REQUIREMENTS: Reproduce the material starting at the line containing "like [60, 94]." and ending at the line containing "[1141, 647]", with "side mirror" changed to "wing mirror" and nothing else altered.

RECORDS:

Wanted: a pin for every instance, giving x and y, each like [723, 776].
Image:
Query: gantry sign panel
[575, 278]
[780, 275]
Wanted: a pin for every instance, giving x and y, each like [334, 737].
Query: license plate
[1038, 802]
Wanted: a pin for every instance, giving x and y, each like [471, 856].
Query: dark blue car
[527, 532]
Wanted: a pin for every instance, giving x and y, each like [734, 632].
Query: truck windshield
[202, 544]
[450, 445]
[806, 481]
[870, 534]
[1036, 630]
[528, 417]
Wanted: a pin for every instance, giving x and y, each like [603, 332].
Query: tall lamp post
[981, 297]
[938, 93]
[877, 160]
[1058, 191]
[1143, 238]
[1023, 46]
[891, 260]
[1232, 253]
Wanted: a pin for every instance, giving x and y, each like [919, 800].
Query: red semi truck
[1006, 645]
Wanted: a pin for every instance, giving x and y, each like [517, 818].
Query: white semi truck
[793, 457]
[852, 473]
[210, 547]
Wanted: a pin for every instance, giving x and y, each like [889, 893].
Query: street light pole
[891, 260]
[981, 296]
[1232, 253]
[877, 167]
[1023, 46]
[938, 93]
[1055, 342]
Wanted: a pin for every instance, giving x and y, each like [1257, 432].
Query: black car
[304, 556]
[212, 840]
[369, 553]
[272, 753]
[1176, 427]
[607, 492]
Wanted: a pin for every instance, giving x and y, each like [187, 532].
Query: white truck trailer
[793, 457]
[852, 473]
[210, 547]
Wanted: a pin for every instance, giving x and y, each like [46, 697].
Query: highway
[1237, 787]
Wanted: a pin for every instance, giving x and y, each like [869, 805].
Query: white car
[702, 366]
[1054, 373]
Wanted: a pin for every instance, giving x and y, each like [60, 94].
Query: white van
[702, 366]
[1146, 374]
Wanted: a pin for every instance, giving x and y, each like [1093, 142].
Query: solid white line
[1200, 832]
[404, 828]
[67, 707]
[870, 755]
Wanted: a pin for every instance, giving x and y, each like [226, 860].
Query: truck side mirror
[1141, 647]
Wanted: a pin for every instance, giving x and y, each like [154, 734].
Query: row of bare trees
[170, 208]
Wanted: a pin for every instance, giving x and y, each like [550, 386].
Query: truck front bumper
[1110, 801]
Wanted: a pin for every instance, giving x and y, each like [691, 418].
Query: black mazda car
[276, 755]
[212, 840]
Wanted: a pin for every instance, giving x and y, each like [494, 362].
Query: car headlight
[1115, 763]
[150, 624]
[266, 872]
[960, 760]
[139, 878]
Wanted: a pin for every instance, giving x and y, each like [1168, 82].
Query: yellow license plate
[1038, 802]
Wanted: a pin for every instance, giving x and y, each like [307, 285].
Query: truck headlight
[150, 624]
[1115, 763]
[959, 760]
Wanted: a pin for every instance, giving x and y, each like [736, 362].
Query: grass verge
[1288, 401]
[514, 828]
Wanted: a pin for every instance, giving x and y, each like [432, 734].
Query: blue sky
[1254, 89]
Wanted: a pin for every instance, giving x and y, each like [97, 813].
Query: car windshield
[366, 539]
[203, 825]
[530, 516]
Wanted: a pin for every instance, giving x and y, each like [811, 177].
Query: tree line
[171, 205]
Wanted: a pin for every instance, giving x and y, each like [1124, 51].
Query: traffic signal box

SOLVED EXERCISE:
Wanted: a pin for every instance, giving x and y, each like [60, 94].
Query: white van
[702, 366]
[1146, 374]
Wanted: a pin for every instance, giving x and y, each like [1093, 142].
Query: solid white line
[1200, 832]
[404, 828]
[67, 707]
[870, 755]
Wanted: a pin for every instance, giving x and y, each like [226, 860].
Query: truck wing mirror
[1141, 647]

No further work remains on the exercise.